# What to work on:
Output the line that contains "Task: given an image, locate the bride's" and every line after it to the end of the entries, with nothing added or left out.

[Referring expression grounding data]
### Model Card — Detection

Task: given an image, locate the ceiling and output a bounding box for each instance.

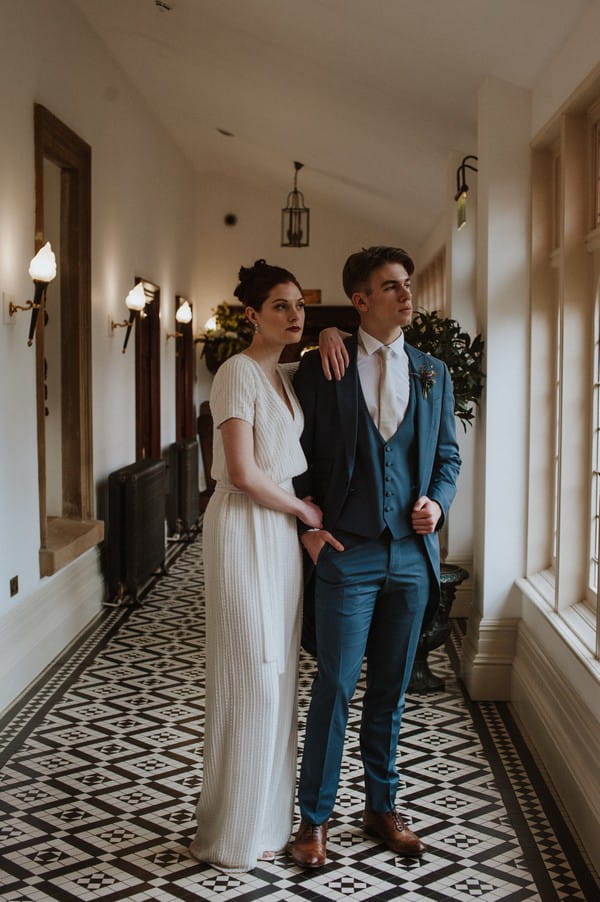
[72,0,591,247]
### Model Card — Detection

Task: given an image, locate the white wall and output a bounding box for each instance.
[0,0,197,711]
[461,77,531,701]
[417,155,479,615]
[531,1,600,138]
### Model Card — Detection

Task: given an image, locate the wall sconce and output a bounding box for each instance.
[110,283,147,353]
[167,298,192,340]
[9,242,57,345]
[281,161,310,247]
[455,155,478,230]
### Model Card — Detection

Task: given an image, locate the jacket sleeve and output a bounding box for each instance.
[428,361,462,527]
[293,351,321,525]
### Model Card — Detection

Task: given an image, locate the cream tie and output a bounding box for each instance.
[377,345,397,441]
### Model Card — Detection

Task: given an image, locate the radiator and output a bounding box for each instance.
[167,439,200,536]
[107,459,166,602]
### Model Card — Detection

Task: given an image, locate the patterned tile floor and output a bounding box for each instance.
[1,534,598,901]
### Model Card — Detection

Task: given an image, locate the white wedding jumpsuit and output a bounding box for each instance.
[190,353,306,872]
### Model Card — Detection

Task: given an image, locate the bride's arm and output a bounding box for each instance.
[219,417,322,528]
[318,327,351,380]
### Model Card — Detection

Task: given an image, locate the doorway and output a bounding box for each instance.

# Task output:
Task: given an image, locate the bride's arm and output a bounding box for each instance.
[219,417,322,528]
[318,327,351,380]
### Model Card — Detection

Task: given an image, locate the doorway and output a bounding box for each instance.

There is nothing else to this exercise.